## [What is expected]
Set down all of the data again, character for character.

## [Material for the task]
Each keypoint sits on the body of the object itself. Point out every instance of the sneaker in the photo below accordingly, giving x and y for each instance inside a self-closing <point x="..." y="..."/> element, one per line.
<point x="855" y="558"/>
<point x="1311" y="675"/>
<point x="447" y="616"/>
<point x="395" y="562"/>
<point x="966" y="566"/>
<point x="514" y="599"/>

## [Response area]
Each keypoint sits on the body of the object itself. Point out every instance of the sneaker in the photo below accordingly, giving x and y for each instance inside a self-closing <point x="..." y="..."/> element, one per line.
<point x="855" y="558"/>
<point x="1311" y="675"/>
<point x="447" y="616"/>
<point x="395" y="562"/>
<point x="966" y="566"/>
<point x="514" y="599"/>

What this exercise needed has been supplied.